THE PROBLEM — Output the line with "Need: a dot" and every following line to the end of the material, exactly as they appear.
#### PROVIDED DATA
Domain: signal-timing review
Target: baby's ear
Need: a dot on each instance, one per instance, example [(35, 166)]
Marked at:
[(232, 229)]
########
EXPECTED ANSWER —
Need: a dot on each instance, one per instance, example [(35, 166)]
Marked at:
[(232, 229)]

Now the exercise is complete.